** Begin **
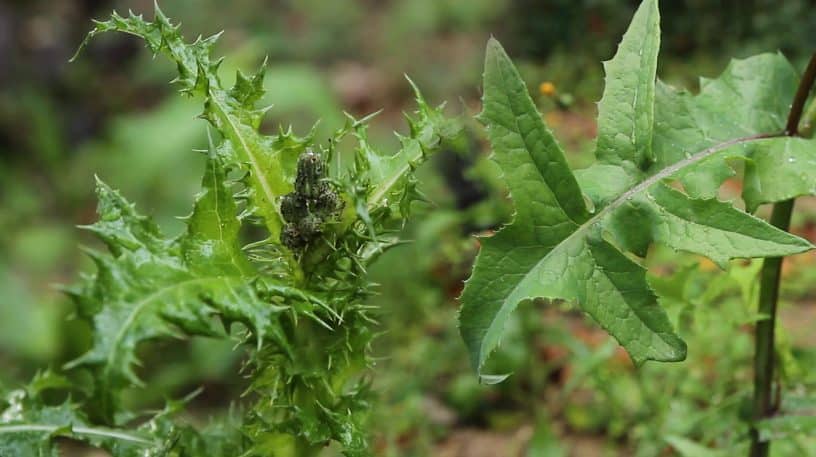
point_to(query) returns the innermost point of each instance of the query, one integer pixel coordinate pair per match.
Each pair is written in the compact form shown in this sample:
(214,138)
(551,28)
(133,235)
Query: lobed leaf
** End **
WORK REQUIRED: Copy the lines above word for word, but leave the picture out of your answer.

THE RESPONSE:
point_to(query) returns the innermost point of each instance of the query, one integer pixel coordinate pair per match.
Each pair is written in the compact form shown in this sample:
(214,138)
(551,28)
(133,235)
Query: lobed leaf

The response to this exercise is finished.